● **REQUIRED ACTIONS**:
1) List every institution named in the author affiliations of the genome mapping abstract.
2) Reproduce the part of the genome mapping abstract starting at "Title: C01.4 - Mapping" and ending at "Kong, Hong Kong.", word for word.

── EXERCISE TEXT ──

Presentation Abstract

Title: C01.4 - Mapping of two human genomes with a single molecule nanochannel array platform for genome-wide structural variation analysis and de novo sequence assembly
Keywords: genome mapping; de novo sequence assembly; genome-wide structural variation analysis
Authors: P. Y. Kwok1, Y. Y. Y. Lai1, A. C. Y. Mak1, E. T. Lam2, J. Silbert3, T. P. Kwok4, J. W. Li4, A. K. Y. Leung4, J. J. K. Wu5, A. K. Y. Yim4, A. Poon1, C. Chu1, C. Lin1, M. Requa2, A. Hastie2, T. Anantharaman2, H. VanSteenhouse2, H. Dai2, F. Trintchouk2, M. Saghbini2, M. Austin2, K. Haden2, H. Cao2, S. M. Yiu5, K. Y. Yip4, T. F. Chan4, M. Xiao3;
1University of California, San Francisco, San Francisco, CA, United States, 2BioNano Genomics, San Diego, CA, United States, 3Drexel University, Philadelphia, PA, United States, 4Chinese University of Hong Kong, Shatin, Hong Kong, 5University of Hong Kong, Hong Kong, Hong Kong.
Abstract: Despite recent advances in base-calling accuracy and read length, de novo genome assembly and structural variant analysis using ‘short read’ shotgun sequencing remain challenging. We have developed a new approach that utilizes highly parallel nanochannel arrays in which many thousands of very long single DNA molecules are linearized and imaged. This novel approach is automated on the Irys System and can scan the entire genome rapidly to generate physical maps that provide a more comprehensive view of the genome. Here we describe the genome maps of the first two diploid human genomes constructed using this approach. Two members of a CEPH-CEU trio (father and daughter, NA12891 and NA12878, respectively) genotyped and sequenced extensively as part of the International HapMap and 1000 Genomes Projects were mapped to 50X coverage with long (150 kb to >500 kb) DNA fragments fluorescently labeled at Nt.BspQI (GCTCTTCN/) sites. The resultant sequence motif maps are used to resolve haplotypes, identify structural variations, and assist in de novo sequence assembly of these two individuals. Particularly complex genomic loci, such as the major histocompatibility (MHC) region are well characterized with these maps. Our results show that the DNA sequence of these two individuals differ significantly from the reference human genome sequence and confirm the majority of the structural variants identified previously. In addition, new structural variants not detected by next-generation sequencing are easily identified. The genome mapping approach is simple and can be performed in any modern molecular genetic laboratory.

───
── INFORMATION ──

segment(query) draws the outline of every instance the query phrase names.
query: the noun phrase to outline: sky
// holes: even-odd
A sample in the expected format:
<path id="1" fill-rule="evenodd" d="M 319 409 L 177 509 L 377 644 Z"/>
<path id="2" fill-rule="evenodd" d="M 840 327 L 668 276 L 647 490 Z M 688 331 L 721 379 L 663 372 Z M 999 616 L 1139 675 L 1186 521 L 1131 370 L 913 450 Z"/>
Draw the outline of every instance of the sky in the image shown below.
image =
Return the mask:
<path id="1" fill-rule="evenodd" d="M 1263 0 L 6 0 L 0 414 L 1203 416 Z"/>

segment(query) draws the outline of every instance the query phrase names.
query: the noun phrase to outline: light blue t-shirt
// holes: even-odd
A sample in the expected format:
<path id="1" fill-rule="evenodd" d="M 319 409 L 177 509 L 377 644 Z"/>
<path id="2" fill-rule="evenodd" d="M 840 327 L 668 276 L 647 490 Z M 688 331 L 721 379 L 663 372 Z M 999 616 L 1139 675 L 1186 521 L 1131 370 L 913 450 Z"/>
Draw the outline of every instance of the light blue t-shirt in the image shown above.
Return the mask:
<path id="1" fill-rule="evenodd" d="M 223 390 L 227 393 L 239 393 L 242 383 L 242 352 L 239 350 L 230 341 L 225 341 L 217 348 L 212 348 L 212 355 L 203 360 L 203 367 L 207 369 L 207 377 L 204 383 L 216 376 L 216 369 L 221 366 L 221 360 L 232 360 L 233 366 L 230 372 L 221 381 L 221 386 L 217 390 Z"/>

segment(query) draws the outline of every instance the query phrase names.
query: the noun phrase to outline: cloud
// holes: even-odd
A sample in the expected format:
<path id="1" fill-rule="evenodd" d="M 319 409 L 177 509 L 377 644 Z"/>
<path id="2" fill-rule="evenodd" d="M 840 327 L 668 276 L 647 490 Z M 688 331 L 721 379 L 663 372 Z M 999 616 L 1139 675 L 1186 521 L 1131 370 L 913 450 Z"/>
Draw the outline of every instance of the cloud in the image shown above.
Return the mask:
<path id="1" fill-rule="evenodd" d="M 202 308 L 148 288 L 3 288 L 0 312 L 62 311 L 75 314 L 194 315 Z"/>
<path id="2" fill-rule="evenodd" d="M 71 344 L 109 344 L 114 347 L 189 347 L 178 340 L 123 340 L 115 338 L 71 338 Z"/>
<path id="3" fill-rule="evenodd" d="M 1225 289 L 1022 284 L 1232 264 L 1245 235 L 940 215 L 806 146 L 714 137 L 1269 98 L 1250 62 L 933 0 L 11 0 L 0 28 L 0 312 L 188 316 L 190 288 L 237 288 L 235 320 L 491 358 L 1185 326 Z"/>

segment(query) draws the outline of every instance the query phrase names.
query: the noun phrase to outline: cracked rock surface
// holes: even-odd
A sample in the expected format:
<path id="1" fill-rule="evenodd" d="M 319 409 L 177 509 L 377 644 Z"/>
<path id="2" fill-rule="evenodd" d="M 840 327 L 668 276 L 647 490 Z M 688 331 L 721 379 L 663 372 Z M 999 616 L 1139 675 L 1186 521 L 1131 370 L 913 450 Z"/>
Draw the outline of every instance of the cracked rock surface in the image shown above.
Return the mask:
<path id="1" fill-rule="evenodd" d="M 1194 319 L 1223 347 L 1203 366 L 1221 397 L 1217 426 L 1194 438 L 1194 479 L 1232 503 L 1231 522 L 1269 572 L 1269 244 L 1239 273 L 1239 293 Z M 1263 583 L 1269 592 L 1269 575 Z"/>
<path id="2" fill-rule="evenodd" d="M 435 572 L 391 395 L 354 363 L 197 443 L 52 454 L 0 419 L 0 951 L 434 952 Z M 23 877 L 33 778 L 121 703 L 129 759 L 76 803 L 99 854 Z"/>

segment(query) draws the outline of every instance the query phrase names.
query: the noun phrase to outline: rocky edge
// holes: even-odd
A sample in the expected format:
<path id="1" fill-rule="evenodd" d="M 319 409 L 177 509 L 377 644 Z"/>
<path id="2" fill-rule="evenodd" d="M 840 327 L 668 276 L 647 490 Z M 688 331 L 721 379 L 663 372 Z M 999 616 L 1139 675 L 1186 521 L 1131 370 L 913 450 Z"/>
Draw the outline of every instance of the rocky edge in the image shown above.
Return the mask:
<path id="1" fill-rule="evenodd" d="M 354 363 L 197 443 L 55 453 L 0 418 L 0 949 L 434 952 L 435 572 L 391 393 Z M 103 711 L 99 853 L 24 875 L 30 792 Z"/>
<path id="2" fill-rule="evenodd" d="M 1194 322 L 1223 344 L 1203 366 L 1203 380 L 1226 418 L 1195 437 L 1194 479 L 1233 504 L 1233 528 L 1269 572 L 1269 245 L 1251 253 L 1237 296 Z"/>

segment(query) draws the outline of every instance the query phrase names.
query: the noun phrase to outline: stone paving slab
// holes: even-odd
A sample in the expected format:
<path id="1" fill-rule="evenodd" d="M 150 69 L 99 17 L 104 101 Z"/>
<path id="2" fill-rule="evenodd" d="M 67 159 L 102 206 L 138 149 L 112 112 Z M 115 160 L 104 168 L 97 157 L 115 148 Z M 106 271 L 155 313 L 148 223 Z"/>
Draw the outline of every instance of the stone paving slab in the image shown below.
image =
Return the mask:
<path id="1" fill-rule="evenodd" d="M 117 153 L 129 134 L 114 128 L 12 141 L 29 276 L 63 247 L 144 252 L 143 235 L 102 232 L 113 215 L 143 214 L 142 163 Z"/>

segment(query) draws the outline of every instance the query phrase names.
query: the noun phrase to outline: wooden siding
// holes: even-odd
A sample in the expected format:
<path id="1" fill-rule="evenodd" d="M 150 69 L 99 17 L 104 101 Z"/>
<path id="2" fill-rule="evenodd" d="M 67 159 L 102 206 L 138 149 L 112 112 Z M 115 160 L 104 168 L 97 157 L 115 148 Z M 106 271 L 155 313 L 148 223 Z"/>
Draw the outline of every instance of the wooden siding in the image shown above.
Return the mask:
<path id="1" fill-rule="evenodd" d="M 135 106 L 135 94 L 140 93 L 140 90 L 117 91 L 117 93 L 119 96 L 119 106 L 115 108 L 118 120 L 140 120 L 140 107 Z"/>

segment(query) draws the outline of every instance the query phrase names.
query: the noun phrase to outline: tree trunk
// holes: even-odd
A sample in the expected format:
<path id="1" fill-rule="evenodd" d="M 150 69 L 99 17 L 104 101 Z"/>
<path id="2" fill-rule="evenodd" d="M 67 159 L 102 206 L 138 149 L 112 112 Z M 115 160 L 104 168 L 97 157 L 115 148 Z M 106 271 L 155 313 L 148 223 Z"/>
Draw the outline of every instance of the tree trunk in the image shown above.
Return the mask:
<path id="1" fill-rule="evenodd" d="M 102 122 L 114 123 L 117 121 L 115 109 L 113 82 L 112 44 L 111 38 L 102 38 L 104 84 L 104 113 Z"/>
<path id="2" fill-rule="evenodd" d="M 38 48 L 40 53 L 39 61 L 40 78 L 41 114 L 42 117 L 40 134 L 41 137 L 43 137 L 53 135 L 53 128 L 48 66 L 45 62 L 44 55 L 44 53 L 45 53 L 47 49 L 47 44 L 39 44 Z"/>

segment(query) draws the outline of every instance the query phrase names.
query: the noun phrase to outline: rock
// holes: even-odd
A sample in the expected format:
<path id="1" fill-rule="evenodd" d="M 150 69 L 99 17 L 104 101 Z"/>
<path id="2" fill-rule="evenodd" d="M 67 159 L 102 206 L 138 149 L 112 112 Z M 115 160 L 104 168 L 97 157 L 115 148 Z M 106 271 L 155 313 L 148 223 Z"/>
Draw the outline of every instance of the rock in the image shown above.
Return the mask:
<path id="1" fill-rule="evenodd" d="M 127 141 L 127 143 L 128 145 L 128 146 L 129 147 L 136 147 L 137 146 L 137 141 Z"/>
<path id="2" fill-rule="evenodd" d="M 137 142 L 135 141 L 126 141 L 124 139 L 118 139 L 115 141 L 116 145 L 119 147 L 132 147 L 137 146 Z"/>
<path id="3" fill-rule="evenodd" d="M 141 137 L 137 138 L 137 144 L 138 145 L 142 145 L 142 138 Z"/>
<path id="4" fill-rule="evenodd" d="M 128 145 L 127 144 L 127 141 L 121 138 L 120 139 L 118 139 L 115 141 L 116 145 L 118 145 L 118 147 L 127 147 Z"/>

───

● **ANSWERS TO THE EXERCISE**:
1)
University of California, San Francisco
BioNano Genomics
Drexel University
Chinese University of Hong Kong
University of Hong Kong

2)
Title: C01.4 - Mapping of two human genomes with a single molecule nanochannel array platform for genome-wide structural variation analysis and de novo sequence assembly
Keywords: genome mapping; de novo sequence assembly; genome-wide structural variation analysis
Authors: P. Y. Kwok1, Y. Y. Y. Lai1, A. C. Y. Mak1, E. T. Lam2, J. Silbert3, T. P. Kwok4, J. W. Li4, A. K. Y. Leung4, J. J. K. Wu5, A. K. Y. Yim4, A. Poon1, C. Chu1, C. Lin1, M. Requa2, A. Hastie2, T. Anantharaman2, H. VanSteenhouse2, H. Dai2, F. Trintchouk2, M. Saghbini2, M. Austin2, K. Haden2, H. Cao2, S. M. Yiu5, K. Y. Yip4, T. F. Chan4, M. Xiao3;
1University of California, San Francisco, San Francisco, CA, United States, 2BioNano Genomics, San Diego, CA, United States, 3Drexel University, Philadelphia, PA, United States, 4Chinese University of Hong Kong, Shatin, Hong Kong, 5University of Hong Kong, Hong Kong, Hong Kong.